Problem description
Can you return the lines verbatim, starting at the line that has "Locate recessed ceiling light in the frame." and stopping after the line that has "[531,348,538,368]", with both of those lines included?

Records for processing
▬▬▬
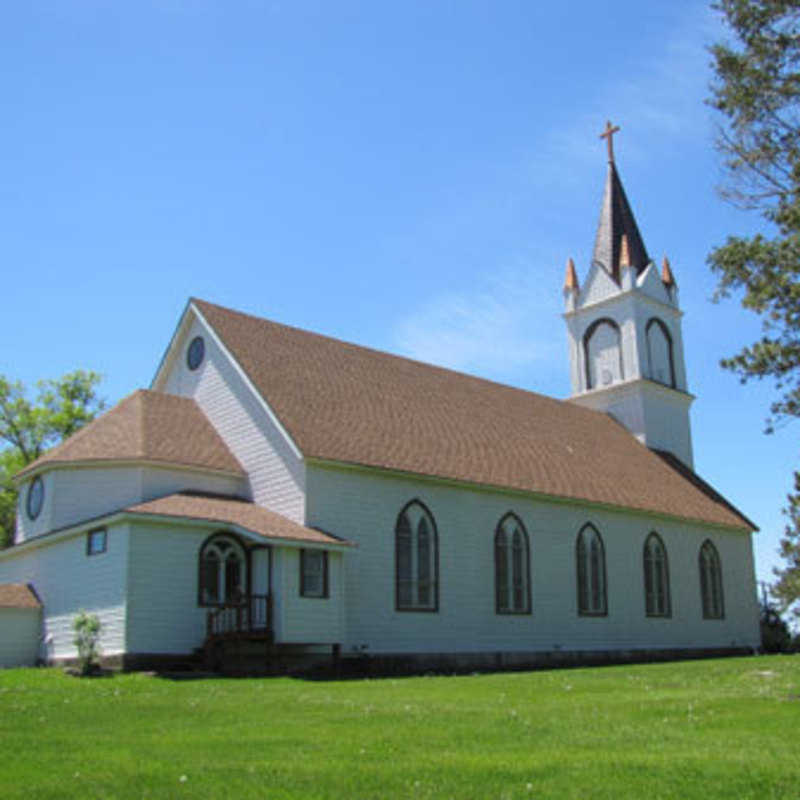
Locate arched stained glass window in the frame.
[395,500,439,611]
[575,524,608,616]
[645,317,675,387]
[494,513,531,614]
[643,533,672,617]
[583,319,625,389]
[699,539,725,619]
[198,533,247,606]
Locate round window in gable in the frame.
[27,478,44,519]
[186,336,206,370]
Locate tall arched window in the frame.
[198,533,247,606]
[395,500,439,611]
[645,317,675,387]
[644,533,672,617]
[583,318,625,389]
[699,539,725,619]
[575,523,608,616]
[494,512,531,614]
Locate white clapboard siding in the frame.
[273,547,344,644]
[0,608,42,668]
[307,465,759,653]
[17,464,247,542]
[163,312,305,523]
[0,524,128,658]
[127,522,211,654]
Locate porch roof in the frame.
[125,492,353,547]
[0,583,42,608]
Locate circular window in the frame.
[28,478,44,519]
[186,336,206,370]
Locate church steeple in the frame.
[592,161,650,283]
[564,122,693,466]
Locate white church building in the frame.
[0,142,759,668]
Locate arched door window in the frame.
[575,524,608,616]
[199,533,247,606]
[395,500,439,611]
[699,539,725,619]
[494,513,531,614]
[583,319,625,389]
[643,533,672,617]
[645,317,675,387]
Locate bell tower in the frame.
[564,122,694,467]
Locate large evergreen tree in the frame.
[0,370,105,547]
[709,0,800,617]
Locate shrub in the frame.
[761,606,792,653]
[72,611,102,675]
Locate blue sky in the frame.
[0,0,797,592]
▬▬▬
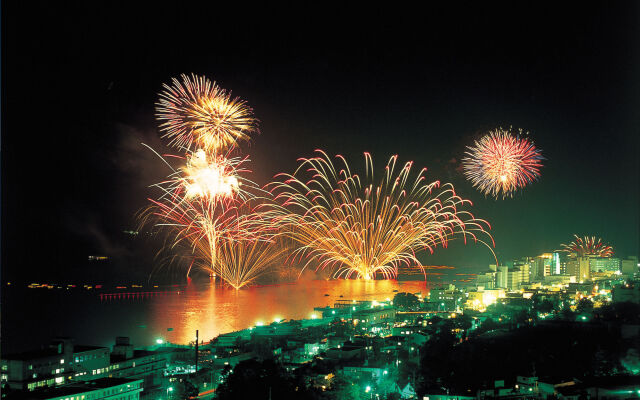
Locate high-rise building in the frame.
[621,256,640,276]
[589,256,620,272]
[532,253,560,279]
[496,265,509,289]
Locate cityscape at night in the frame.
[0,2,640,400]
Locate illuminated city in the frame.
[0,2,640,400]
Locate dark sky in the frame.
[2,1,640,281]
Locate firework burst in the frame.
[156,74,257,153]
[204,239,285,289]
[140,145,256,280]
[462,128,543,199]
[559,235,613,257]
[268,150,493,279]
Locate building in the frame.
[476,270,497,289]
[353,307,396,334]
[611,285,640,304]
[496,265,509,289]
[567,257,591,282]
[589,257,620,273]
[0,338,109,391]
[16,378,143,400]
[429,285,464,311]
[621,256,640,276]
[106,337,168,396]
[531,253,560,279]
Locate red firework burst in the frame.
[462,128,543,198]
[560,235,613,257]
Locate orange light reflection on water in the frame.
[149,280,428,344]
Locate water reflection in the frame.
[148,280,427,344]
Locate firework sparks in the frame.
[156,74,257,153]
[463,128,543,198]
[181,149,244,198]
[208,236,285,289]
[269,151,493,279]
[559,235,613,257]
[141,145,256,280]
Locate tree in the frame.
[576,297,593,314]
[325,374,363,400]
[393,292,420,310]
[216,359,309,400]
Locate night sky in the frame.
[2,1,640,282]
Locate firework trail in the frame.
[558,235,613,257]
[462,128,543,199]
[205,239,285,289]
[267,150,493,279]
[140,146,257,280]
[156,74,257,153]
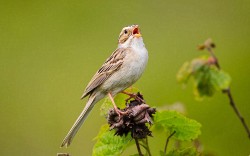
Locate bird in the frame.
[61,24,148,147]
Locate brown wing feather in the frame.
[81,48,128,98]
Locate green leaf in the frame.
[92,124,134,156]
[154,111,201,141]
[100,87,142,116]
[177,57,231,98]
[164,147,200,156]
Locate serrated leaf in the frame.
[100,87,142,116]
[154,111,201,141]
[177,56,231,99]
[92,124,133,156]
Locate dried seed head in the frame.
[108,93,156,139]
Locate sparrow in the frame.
▬▬▬
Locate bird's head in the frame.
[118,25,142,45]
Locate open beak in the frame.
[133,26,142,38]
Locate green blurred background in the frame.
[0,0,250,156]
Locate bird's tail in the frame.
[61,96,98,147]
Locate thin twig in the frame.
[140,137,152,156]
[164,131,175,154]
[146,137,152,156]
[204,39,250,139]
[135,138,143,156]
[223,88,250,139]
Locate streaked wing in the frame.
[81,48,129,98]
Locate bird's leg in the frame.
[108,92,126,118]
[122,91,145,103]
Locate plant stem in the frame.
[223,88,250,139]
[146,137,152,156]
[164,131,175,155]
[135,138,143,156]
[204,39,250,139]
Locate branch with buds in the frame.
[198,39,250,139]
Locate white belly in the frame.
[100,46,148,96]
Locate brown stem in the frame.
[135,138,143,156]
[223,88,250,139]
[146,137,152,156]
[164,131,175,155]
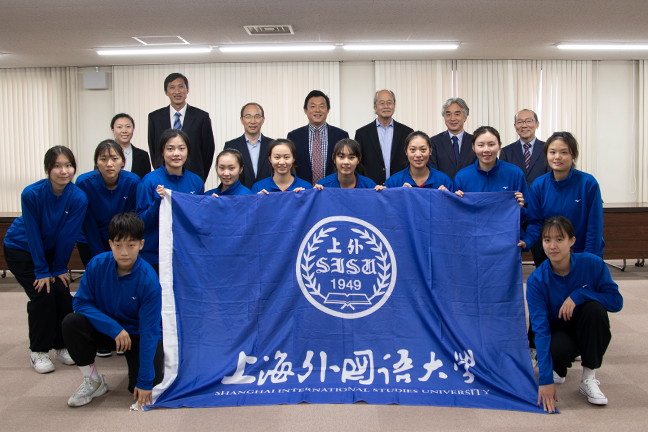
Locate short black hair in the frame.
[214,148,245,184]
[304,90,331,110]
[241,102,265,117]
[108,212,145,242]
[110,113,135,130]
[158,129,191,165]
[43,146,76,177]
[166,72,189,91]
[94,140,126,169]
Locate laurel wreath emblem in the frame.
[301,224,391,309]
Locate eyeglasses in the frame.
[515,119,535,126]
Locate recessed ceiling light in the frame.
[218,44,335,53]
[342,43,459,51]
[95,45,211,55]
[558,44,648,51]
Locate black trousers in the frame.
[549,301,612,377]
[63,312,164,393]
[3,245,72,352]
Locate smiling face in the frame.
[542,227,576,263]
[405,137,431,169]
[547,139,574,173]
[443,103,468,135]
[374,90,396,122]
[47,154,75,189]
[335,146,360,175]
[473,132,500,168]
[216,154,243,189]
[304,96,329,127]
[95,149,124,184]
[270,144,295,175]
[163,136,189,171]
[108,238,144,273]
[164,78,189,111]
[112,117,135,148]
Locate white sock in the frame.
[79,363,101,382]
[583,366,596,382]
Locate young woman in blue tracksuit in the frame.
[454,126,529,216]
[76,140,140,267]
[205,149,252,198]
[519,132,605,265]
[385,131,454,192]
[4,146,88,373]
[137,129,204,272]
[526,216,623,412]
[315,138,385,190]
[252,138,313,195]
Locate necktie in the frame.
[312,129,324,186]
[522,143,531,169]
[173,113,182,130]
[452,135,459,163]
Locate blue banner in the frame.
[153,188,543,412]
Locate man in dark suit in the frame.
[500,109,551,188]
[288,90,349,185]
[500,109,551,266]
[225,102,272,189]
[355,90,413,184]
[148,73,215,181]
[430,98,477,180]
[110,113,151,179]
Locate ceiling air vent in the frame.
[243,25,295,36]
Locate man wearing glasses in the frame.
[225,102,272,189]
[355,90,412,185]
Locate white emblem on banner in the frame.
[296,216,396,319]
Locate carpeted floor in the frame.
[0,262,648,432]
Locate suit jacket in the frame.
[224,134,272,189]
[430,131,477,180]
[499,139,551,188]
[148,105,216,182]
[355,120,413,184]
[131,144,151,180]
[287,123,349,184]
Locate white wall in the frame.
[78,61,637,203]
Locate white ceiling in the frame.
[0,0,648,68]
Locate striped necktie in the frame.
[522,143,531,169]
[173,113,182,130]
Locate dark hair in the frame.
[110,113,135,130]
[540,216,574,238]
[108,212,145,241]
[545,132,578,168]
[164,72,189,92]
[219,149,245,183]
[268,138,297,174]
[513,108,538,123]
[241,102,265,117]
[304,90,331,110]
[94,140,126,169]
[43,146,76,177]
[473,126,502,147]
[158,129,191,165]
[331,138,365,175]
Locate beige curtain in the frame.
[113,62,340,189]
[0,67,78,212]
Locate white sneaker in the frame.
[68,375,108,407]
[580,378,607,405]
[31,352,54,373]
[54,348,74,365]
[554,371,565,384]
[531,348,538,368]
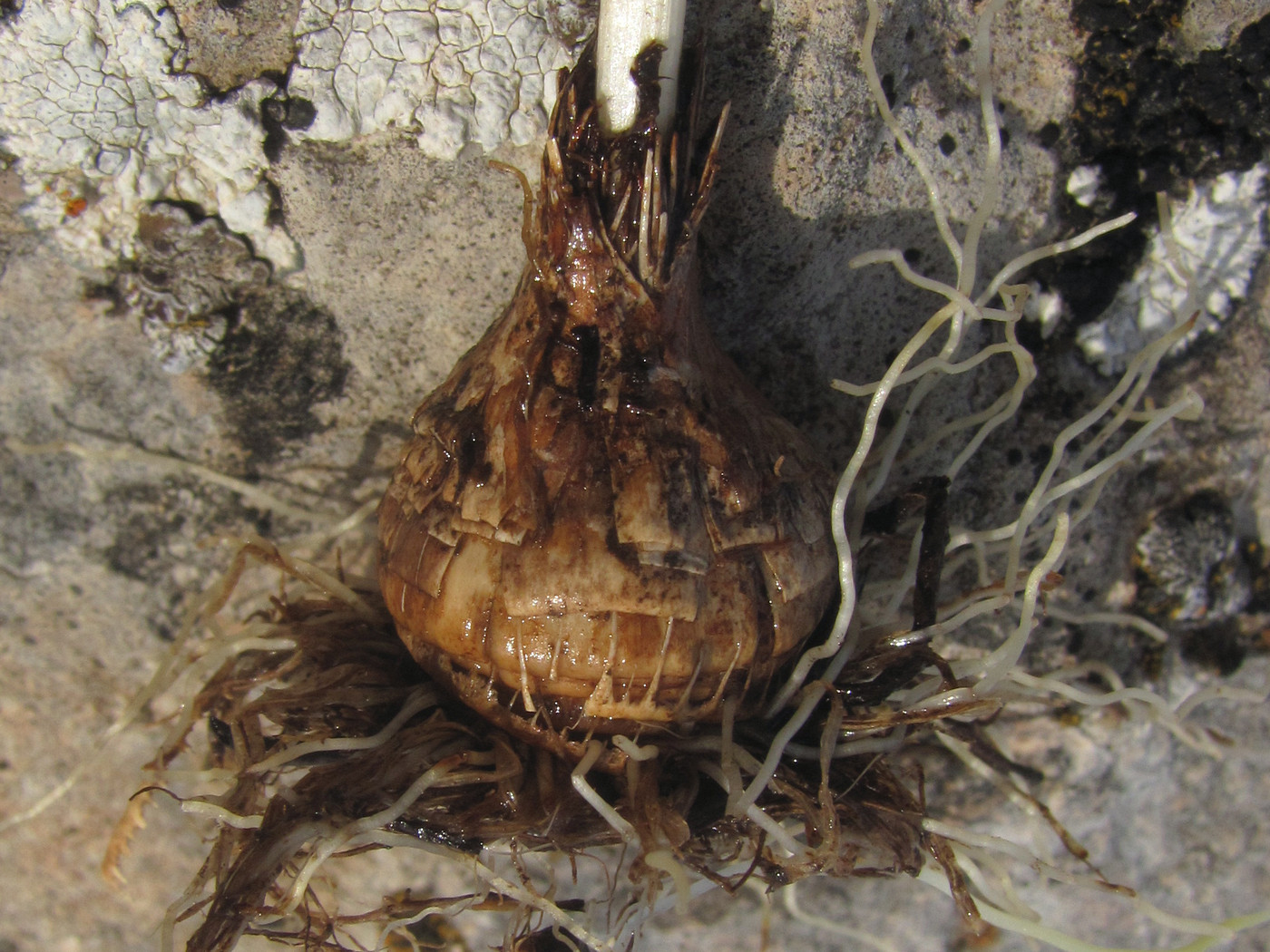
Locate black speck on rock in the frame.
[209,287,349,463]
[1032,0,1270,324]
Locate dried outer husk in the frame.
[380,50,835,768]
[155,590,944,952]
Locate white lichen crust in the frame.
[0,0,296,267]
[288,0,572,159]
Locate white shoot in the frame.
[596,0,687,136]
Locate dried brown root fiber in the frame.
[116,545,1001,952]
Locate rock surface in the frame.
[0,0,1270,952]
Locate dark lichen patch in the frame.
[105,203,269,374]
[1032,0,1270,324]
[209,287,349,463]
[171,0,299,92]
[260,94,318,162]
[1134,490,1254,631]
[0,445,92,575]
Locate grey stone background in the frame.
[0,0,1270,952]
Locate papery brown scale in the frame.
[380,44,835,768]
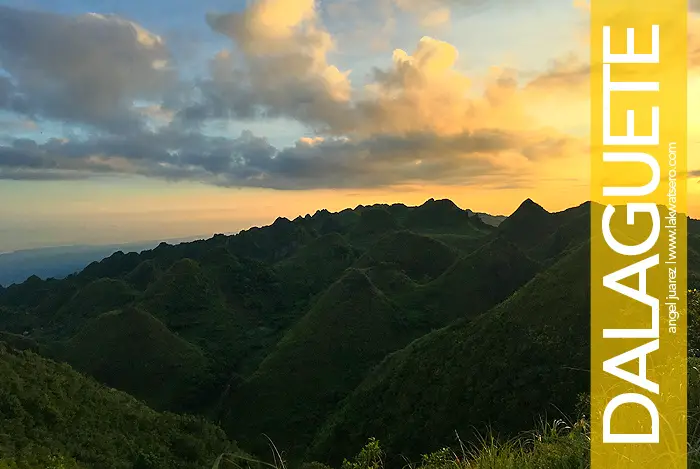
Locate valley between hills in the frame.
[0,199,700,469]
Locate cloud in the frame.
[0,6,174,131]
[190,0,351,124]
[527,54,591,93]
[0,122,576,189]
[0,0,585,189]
▬▬▬
Output below
Locate recessed ceiling light in the frame.
[218,44,335,53]
[342,43,459,51]
[95,45,211,55]
[558,44,648,51]
Locate black trousers in the frame.
[549,301,612,377]
[63,312,164,393]
[3,245,72,352]
Locate smiling face in the frame.
[542,227,576,263]
[405,137,431,169]
[547,139,574,173]
[443,103,468,135]
[374,90,396,122]
[47,154,75,189]
[335,146,360,175]
[473,132,500,168]
[216,154,243,189]
[304,96,329,127]
[95,149,124,184]
[270,144,295,175]
[163,136,189,171]
[108,238,144,273]
[164,78,189,111]
[112,117,135,148]
Locate white sock in the frame.
[79,363,101,382]
[583,366,596,382]
Locate young woman in blue tracksuit in the frame.
[454,126,529,216]
[76,140,140,267]
[205,149,252,198]
[519,132,605,265]
[385,131,454,192]
[4,146,88,373]
[137,129,204,272]
[526,216,623,412]
[315,138,385,190]
[252,138,313,195]
Locate necktie in the frame.
[312,129,324,186]
[522,143,531,169]
[173,113,182,130]
[452,135,459,163]
Locate blue banner in the frame.
[153,188,543,412]
Locate man in dark suit in the frame.
[500,109,551,188]
[288,90,349,185]
[500,109,551,266]
[225,102,272,189]
[355,90,413,184]
[148,73,215,181]
[430,98,477,180]
[110,113,151,179]
Locate ceiling air vent in the frame.
[243,25,295,36]
Locate man wearing glasses in the frame.
[225,102,272,189]
[355,90,412,185]
Locate white emblem on banner in the frame.
[296,216,396,319]
Locate carpeted floor in the frame.
[0,262,648,432]
Locate suit jacket in the frame.
[224,134,272,189]
[430,131,477,180]
[499,139,551,188]
[148,105,216,182]
[355,120,413,184]
[131,144,151,180]
[287,123,349,184]
Locate white wall in the frame.
[78,61,637,203]
Locate white ceiling in the frame.
[0,0,648,68]
Locate striped necktie in the frame.
[522,143,531,169]
[173,113,182,130]
Locate dark hair in the frame.
[110,113,135,130]
[540,216,574,238]
[108,212,145,241]
[545,132,578,168]
[164,72,189,92]
[219,149,245,183]
[268,138,297,174]
[513,108,538,123]
[241,102,265,117]
[304,90,331,110]
[94,140,126,169]
[43,146,76,177]
[473,126,502,147]
[158,129,191,165]
[331,138,365,175]
Locate beige curtain in the frame.
[113,62,340,189]
[0,67,78,212]
Locate white sneaker in the frame.
[68,375,108,407]
[580,378,607,405]
[31,352,54,373]
[54,348,74,365]
[554,371,565,384]
[531,348,538,368]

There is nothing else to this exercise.